What is needed:
Reproduce the material from the line with "Question. For every instance of the sunlit" up to and including the last line, switching "stone pillar" to "stone column" and keeping everything else unchanged. Leave the pictures out of your answer.

** START OF Input for this task **

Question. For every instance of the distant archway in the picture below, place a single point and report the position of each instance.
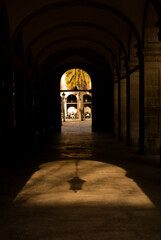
(76, 99)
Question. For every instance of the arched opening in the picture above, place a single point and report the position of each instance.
(76, 100)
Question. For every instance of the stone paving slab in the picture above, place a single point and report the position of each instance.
(119, 198)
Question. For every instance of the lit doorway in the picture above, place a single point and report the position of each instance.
(76, 101)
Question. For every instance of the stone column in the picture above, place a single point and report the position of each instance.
(152, 100)
(123, 109)
(134, 108)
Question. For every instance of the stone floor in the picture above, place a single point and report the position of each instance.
(83, 186)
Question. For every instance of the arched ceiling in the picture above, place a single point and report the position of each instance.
(51, 26)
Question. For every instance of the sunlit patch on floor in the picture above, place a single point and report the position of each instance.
(103, 184)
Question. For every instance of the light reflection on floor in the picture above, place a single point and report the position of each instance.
(104, 184)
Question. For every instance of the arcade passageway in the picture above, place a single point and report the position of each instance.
(117, 44)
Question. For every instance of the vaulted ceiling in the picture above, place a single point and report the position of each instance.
(50, 27)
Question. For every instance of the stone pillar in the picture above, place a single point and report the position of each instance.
(152, 100)
(134, 108)
(123, 109)
(116, 109)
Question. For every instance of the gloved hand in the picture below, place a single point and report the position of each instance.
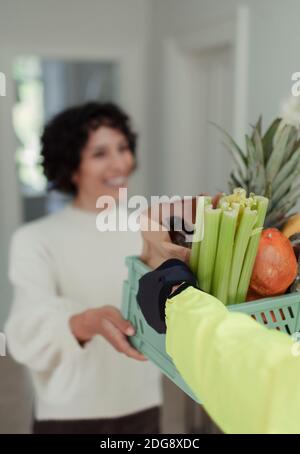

** END OF Input for this task **

Correct result:
Question. For every instance of the sunlit patch on floor in the picture above, place a single point and report the position of each instance.
(103, 184)
Question. For every instance of the light reflection on floor in the picture above, place a single point and report the position of each instance.
(104, 184)
Question. For every instance of the arcade passageway in the picture above, place a single point and report the position of each instance.
(117, 44)
Question. For every instance of the vaulted ceiling in the picture above, place a single point and report the position of each instance.
(50, 27)
Question. For every instance of the stone column in the picture above, place a single point and report the position of each instance.
(152, 100)
(134, 108)
(123, 109)
(116, 109)
Question. For every instance of the gloved hand in the picture below, place a single point and report the position of each instance.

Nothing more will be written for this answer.